■ **KUTIPAN TEKS**

* * *

AS Desak Eropa untuk Hadang Destabilisasi Timur Tengah
Presiden Amerika Serikat Joe Biden berharap sekutunya di Eropa bisa bekerja sama untuk mencegah destabilitasi kawasan TImur Tengah karena tindakan Iran yang terus memperkaya uraniumnya. Bola kini di tangan Iran.
Oleh
Mahdi Muhammad
·3 menit baca
WASHINGTON, SABTU – Presiden Amerika Serikat Joe Biden mendesak sekutunya, negara-negara Uni Eropa, untuk bekerja sama mengekang kegiatan yang berdampak pada destabilisasi kawasan Timur Tengah oleh Iran. AS berencana tidak akan menerapkan kebijakan tambahan sebelum ada perundingan langsung dengan Teheran dan negara-negara penanda tangan Rencana Aksi Komprehensif Bersama (JCPOA) 2015.
"Ancaman proliferasi nuklir membutuhkan diplomasi dan kerja sama yang cermat di antara kita. Itu sebabnya kami mengatakan kami siap untuk terlibat kembali dalam negosiasi dengan P5 + 1 tentang program nuklir Iran," kata Presiden Biden dalam Konferensi Keamanan Munich, Jumat (19/2). Negara P5+1 mengacu pada lima anggota tetap Dewan Keamanan Perserikatan Bangsa Bangsa dan Jerman.

* * *

■ **Baris dari sebuah dataset**
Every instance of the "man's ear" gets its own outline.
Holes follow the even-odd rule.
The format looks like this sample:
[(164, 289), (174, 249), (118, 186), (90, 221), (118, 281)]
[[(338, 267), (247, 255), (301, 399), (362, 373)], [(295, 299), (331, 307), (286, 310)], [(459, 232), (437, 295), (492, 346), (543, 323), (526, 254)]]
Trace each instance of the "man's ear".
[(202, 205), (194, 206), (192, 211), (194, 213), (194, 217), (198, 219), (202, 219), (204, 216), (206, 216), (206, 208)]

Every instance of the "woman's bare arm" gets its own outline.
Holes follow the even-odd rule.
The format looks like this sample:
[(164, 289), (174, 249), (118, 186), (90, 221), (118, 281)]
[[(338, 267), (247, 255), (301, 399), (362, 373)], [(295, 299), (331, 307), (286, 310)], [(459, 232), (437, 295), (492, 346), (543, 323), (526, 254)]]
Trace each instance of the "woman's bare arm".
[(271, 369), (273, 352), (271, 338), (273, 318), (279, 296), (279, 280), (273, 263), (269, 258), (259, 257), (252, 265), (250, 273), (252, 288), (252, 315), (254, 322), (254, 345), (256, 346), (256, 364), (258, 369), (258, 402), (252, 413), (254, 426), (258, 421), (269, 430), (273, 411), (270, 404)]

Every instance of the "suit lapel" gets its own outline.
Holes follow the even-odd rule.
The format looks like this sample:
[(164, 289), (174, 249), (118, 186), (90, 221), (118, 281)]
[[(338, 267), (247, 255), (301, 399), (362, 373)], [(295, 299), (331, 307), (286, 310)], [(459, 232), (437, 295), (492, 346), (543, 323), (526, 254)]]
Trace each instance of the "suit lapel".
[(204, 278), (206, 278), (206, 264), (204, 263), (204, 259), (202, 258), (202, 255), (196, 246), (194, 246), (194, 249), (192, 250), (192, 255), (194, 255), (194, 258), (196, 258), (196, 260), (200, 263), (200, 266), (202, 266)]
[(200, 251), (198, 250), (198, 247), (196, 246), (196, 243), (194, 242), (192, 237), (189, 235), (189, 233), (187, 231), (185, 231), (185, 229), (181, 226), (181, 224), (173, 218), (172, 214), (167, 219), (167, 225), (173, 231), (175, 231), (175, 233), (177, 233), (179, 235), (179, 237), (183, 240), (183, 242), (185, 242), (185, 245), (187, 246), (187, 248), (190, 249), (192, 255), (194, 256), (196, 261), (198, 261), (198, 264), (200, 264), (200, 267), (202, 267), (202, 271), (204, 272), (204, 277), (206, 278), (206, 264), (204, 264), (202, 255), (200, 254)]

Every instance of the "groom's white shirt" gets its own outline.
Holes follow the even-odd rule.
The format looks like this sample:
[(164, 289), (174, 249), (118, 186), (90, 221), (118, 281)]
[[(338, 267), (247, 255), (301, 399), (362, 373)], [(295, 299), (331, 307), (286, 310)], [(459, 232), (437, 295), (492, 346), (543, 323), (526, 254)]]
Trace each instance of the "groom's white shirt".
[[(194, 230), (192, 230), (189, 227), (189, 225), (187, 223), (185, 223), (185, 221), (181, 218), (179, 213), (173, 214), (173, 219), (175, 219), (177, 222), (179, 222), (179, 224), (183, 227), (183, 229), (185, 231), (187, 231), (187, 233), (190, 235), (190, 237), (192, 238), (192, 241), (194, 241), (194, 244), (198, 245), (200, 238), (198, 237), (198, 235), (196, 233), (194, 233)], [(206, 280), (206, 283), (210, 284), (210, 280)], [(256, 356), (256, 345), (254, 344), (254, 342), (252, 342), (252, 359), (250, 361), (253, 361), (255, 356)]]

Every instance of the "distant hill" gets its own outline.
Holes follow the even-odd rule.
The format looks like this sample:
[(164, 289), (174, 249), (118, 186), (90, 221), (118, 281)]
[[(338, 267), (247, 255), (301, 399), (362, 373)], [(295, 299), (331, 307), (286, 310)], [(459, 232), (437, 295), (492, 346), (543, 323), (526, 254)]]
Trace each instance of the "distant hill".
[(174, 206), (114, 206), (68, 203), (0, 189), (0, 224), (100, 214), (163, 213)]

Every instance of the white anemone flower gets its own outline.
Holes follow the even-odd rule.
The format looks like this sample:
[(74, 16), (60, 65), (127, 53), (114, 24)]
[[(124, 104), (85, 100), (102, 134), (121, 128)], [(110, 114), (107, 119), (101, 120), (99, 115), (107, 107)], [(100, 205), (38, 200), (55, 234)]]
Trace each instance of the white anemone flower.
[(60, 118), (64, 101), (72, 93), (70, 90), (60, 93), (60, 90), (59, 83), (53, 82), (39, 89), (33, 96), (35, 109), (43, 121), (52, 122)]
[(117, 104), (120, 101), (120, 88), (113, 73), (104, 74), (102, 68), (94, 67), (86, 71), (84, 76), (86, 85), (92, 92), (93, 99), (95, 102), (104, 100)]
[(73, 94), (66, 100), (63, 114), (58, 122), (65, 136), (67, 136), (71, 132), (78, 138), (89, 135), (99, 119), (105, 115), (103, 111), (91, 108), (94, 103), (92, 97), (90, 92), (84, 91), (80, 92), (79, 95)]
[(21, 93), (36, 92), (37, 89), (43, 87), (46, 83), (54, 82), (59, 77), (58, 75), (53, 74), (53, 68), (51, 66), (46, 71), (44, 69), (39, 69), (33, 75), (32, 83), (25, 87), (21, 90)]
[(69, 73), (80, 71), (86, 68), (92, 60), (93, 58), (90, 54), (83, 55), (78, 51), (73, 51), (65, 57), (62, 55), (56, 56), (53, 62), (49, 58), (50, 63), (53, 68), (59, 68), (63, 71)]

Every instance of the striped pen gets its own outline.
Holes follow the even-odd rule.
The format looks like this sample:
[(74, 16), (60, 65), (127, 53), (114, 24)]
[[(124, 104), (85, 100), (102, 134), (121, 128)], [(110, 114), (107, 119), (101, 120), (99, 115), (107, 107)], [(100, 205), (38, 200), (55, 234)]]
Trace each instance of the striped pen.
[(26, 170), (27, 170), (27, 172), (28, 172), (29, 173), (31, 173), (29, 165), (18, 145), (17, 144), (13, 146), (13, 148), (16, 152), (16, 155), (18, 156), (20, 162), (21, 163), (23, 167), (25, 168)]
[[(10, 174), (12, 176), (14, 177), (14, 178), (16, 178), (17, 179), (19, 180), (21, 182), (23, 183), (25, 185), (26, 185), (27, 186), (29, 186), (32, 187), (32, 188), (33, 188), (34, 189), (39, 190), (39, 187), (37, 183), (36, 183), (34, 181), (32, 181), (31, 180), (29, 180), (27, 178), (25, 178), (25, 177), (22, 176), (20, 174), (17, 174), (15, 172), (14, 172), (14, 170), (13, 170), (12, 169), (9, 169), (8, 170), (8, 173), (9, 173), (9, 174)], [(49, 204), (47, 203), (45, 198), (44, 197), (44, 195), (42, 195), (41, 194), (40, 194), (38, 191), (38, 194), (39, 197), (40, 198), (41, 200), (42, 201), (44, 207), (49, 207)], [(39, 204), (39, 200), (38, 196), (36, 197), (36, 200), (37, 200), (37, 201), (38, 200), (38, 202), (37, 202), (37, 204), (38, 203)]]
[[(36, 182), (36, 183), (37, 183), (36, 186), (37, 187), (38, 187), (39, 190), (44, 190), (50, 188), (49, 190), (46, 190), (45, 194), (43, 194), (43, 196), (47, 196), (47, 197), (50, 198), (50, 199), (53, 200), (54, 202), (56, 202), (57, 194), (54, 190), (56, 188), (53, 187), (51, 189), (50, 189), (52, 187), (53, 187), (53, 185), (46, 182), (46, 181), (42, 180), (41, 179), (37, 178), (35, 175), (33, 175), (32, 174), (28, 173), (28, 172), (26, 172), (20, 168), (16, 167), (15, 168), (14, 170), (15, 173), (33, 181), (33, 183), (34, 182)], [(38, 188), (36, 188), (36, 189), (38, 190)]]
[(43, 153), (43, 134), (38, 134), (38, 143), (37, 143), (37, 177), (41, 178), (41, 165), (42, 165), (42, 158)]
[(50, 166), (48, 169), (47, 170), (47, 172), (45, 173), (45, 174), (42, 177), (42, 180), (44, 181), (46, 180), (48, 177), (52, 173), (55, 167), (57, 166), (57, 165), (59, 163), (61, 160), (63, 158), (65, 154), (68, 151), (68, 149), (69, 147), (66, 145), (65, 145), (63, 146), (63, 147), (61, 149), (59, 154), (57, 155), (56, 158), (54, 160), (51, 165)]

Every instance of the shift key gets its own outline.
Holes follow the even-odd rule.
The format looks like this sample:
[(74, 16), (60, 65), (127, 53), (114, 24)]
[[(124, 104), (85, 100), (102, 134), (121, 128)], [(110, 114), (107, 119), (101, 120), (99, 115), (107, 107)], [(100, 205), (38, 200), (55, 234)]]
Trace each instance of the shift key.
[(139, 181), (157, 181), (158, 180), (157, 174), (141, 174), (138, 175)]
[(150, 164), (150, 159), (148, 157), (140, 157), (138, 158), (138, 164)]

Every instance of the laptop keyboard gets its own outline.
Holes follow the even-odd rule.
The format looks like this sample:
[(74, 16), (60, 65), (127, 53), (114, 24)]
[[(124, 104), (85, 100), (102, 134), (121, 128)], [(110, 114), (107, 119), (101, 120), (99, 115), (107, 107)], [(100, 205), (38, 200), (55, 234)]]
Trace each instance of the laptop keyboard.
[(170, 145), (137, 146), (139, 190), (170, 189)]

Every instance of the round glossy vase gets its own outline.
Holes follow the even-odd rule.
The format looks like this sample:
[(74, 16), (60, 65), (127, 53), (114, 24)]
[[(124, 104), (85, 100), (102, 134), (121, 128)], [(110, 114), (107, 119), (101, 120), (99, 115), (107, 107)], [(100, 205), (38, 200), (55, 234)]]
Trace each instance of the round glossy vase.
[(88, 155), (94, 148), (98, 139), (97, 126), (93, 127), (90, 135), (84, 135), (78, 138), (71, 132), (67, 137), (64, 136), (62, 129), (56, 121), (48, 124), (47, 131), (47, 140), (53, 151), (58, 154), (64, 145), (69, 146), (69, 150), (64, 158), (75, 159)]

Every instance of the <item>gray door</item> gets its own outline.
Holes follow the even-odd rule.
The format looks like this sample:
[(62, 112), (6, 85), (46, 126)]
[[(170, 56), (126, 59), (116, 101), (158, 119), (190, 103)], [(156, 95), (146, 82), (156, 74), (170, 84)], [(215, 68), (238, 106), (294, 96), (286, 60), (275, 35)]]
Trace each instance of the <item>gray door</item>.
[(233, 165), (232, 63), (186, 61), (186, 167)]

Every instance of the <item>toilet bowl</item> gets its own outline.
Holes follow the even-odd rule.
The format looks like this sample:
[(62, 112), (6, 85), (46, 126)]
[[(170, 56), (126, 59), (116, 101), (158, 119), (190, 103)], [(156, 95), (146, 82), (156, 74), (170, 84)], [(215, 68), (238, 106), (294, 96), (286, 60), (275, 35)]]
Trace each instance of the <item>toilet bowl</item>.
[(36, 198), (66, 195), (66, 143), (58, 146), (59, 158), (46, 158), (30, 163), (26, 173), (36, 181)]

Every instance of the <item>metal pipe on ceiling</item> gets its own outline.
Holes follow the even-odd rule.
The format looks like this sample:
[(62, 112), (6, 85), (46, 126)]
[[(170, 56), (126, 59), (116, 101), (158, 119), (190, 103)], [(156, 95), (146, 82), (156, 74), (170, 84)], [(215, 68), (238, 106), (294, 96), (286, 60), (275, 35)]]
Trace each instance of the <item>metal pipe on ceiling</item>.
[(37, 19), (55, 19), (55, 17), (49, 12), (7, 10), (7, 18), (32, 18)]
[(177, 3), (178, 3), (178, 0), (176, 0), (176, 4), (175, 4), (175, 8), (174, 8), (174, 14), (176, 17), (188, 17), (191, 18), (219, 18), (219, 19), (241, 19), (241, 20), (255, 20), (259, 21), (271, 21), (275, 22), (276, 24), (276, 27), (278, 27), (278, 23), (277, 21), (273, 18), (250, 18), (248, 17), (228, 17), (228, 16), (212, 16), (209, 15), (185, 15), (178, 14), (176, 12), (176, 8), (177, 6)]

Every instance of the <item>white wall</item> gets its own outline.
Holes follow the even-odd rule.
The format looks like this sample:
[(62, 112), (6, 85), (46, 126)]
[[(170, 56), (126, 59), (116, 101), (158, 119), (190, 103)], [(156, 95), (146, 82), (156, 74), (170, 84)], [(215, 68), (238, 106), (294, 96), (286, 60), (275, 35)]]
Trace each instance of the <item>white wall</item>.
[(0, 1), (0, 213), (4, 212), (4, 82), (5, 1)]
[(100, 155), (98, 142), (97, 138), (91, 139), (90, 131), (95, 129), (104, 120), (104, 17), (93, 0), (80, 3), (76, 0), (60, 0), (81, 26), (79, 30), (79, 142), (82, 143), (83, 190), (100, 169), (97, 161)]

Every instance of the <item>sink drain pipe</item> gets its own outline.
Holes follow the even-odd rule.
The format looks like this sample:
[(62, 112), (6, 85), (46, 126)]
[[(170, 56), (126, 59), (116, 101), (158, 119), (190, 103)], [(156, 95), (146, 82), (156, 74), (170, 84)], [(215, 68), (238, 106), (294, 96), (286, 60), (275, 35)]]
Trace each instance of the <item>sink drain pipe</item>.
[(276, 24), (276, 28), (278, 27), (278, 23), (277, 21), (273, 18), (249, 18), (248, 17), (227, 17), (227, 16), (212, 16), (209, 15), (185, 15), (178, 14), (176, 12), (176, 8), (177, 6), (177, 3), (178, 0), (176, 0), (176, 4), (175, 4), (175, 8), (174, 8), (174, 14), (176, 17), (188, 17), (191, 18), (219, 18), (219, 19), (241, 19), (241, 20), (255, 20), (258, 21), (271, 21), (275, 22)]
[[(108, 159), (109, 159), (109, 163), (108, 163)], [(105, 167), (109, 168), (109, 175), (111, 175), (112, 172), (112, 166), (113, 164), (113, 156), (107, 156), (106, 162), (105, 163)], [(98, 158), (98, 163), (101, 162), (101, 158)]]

* * *

■ **TUGAS LATIHAN**
A. Periksa apakah setiap pernyataan berikut sesuai dengan teks berita tentang program nuklir Iran, lalu jawab ya atau tidak beserta kutipan persis dari teks yang menjadi penentunya. (i) Biden menyampaikan pernyataannya dalam Konferensi Keamanan Munich pada hari Jumat. (ii) AS berencana menerapkan kebijakan tambahan sebelum ada perundingan langsung dengan Teheran. (iii) P5+1 terdiri atas lima anggota tetap Dewan Keamanan PBB dan Jerman.
B. Tolong lanjutkan teks berita tentang program nuklir Iran, dimulai setelah kalimat terakhir yang tercantum.

■ **JAWABAN LATIHAN**
A.
(i) Ya: "kata Presiden Biden dalam Konferensi Keamanan Munich, Jumat (19/2)"
(ii) Tidak: "AS berencana tidak akan menerapkan kebijakan tambahan sebelum ada perundingan langsung dengan Teheran"
(iii) Ya: "Negara P5+1 mengacu pada lima anggota tetap Dewan Keamanan Perserikatan Bangsa Bangsa dan Jerman"

B.
Pernyataan Biden muncul sehari setelah pemerintahannya setuju untuk kembali ke perundingan nuklir dengan Iran, yang difasilitasi oleh tiga negara anggota Uni Eropa, yaitu Inggris, Perancis dan Jerman. Tidak hanya itu, meski tidak diumumkan secara terbuka, AS diketahui telah menarik pernyataan pemerintahan sebelumnya yang menggunakan mekanisme snapped back sebagai legitimasi penjatuhan kembali sanksi bagi Iran secara unilateral.
Selain itu, pemerintahan Biden juga telah mencabut sebagian larangan bepergian atas misi diplomatik Iran di New York.
Penjabat Duta Besar AS Richard Mills telah mengabarkan kebijakan tersebut pada Dewan Keamanan Perserikatan Bangsa-Bangsa, Kamis (18/2), terutama soal pembatalan pernyataan pemerintahan Trump bahwa semua sanksi PBB telah diberlakukan kembali terhadap Iran pada bulan September 2020.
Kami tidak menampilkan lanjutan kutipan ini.